• _Records_
——

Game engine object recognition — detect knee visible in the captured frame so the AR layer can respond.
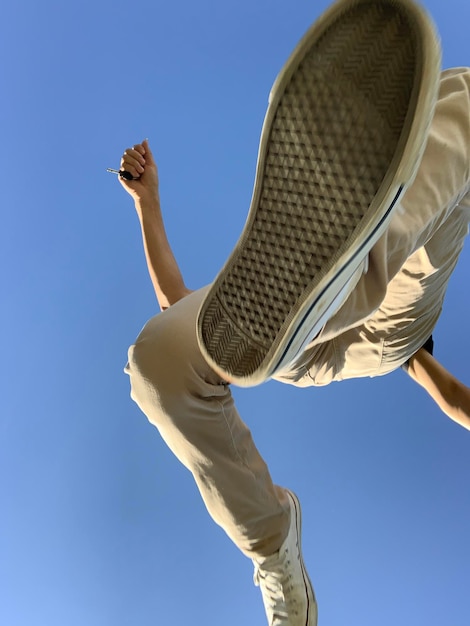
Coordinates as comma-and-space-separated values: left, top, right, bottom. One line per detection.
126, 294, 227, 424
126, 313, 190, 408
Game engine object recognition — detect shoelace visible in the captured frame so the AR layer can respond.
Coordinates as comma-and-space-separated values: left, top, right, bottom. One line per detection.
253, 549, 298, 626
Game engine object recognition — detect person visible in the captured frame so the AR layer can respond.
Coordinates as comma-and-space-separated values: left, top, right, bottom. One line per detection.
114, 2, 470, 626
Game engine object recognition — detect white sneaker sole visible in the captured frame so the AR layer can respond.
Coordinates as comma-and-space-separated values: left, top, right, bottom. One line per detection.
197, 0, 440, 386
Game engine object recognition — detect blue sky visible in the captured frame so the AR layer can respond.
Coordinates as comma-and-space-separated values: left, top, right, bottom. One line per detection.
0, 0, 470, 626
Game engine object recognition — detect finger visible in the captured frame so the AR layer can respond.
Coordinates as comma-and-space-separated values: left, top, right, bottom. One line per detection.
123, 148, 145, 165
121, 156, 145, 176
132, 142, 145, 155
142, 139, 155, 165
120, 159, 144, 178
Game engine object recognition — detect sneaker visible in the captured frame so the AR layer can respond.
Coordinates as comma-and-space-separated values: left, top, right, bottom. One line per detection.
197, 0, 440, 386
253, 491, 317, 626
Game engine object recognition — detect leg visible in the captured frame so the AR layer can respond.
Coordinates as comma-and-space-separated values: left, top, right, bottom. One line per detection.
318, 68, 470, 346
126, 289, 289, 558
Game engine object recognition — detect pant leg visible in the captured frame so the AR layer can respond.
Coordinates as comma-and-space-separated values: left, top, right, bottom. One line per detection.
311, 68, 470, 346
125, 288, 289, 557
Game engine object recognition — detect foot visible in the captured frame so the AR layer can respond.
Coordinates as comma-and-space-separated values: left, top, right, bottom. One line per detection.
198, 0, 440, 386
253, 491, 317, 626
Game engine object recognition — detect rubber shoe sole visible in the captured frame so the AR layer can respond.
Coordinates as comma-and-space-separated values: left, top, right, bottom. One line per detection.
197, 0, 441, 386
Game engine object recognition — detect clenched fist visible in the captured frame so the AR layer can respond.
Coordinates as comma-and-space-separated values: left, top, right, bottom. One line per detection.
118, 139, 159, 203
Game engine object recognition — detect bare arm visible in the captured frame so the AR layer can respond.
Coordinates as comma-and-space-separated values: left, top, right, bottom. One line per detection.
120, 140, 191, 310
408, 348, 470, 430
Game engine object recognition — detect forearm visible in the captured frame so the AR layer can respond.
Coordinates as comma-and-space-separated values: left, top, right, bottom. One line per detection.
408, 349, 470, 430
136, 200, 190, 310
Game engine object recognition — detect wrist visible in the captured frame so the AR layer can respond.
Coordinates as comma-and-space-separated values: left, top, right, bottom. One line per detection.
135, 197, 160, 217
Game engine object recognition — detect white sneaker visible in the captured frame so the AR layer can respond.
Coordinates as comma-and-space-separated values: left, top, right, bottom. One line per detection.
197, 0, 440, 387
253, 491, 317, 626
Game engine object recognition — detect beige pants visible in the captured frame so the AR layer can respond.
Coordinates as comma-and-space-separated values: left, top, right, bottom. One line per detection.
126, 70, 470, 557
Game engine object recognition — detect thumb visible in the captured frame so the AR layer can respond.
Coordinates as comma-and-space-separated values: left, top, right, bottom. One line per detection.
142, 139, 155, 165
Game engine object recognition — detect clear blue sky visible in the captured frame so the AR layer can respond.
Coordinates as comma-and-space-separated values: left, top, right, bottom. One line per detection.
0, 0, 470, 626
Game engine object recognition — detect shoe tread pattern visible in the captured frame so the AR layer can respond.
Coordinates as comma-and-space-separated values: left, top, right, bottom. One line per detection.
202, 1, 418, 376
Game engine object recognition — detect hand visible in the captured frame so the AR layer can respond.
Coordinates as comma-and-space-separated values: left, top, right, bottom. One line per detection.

——

• _Stated task_
Can you lay out every line of the items above as a numbered list, skipping blank lines and leaving the pictures out?

• _Solution to this task_
1. Game engine object recognition — detect knee visible in the captured frame so the AR layer can respond.
2. Coordinates as comma-and-space-separated values: left, top, right, bottom. One line per detection.
3. 126, 294, 227, 424
4. 126, 313, 190, 408
5. Game engine object recognition — detect shoelace visible in the captured frame so the AR layer can respond.
6. Coordinates as comma-and-space-separated values: left, top, right, bottom. One line per detection.
7. 253, 549, 298, 626
8. Game engine object recognition — detect person visible in the captured frame so the AR layer can respond.
9. Coordinates as comma-and-space-separated values: left, top, right, bottom. One line per detection.
10. 114, 2, 470, 626
11. Game engine object recognition — detect white sneaker sole visible in the captured frame so the AR layer can respond.
12. Coordinates as comma-and-space-separated values: left, top, right, bottom. One line per detection.
13. 197, 0, 440, 386
14. Game engine object recognition — detect blue sky visible in the captured frame so the AR layer can respond.
15. Coordinates as comma-and-space-separated values: left, top, right, bottom. One line per detection.
16. 0, 0, 470, 626
17. Game engine object recognition — detect finger visible in the captured frame so the AR layer can respond.
18. Coordinates as comma-and-space-separated values: left, top, right, bottom. One line per detection.
19. 123, 148, 145, 165
20. 121, 156, 145, 176
21. 132, 142, 145, 155
22. 142, 139, 155, 165
23. 120, 159, 144, 178
24. Game engine object recognition — detect sneaker visible in the captured frame so the AR layer can respond.
25. Coordinates as comma-and-space-separated values: left, top, right, bottom. One line per detection.
26. 197, 0, 440, 386
27. 253, 491, 317, 626
28. Game engine object recognition — detect leg visible in the captured frame so the AR layer can respond.
29. Coordinates as comma-and-space-separated values: left, top, right, bottom. One line per detection.
30. 318, 68, 470, 346
31. 126, 289, 289, 558
32. Game engine object recognition — detect pant leg visible in the captured frame so the AR layer can respond.
33. Coordinates as comma-and-space-separated values: left, top, right, bottom. One line per detection.
34. 311, 68, 470, 346
35. 125, 288, 289, 557
36. Game engine object recognition — detect foot visible in the captured frame so the AR layer can respond.
37. Coordinates as comma-and-space-separated values: left, top, right, bottom. One line per detection.
38. 198, 0, 440, 386
39. 253, 491, 317, 626
40. Game engine object recognition — detect rubber shoe sole visible in the captured frame so the AR layer can respond.
41. Coordinates as comma-and-space-separated values: left, top, right, bottom. One line per detection.
42. 197, 0, 441, 386
43. Game engine object recognition — detect clenched fist visible in the captured frame so the AR layer can respond.
44. Coordinates as comma-and-space-separated values: left, top, right, bottom. One line per detection.
45. 118, 139, 159, 203
46. Game engine object recognition — detect bare arm visible in the captured frame so the AR layer can respond.
47. Coordinates as comma-and-space-separated values: left, top, right, bottom. One line per detection.
48. 120, 140, 191, 310
49. 408, 348, 470, 430
50. Game engine object recognition — detect forearm visible in the captured frame so the AR layer can respond.
51. Coordinates as comma-and-space-separated values: left, top, right, bottom. One line per detection.
52. 408, 349, 470, 430
53. 136, 200, 190, 310
54. Game engine object recognition — detect wrist visible in the captured frame so the AR layer can respond.
55. Coordinates as comma-and-space-separated values: left, top, right, bottom. One line per detection.
56. 135, 197, 160, 217
57. Game engine object recognition — detect white sneaker visible in the captured frame so the AR layer can respond.
58. Coordinates as comma-and-space-separated values: left, top, right, bottom. One line per detection.
59. 197, 0, 440, 387
60. 253, 491, 317, 626
61. Game engine object recognition — detect beige pants visible in the captured frame so the AR layer can respond.
62. Coordinates as comma-and-space-separated values: left, top, right, bottom. One line per detection.
63. 126, 70, 470, 557
64. Game engine object recognition — detect thumb visible in the captured frame so the AR layer can respond.
65. Coordinates as comma-and-space-separated values: left, top, right, bottom. One line per detection.
66. 142, 139, 155, 165
67. Game engine object recognition — detect clear blue sky visible in the captured frame so the AR layer can respond.
68. Coordinates as comma-and-space-separated values: left, top, right, bottom. One line per detection.
69. 0, 0, 470, 626
70. Game engine object recognition — detect shoe tread pattern visible in the captured frame so the AR layer can respond.
71. Coordinates as comma-and-space-separated values: left, top, right, bottom. One line per detection.
72. 202, 1, 418, 376
73. Game engine object recognition — detect hand visible in the captured frame so the AR layer can respond.
74. Coordinates as comma-and-space-separated values: left, top, right, bottom. One line per detection.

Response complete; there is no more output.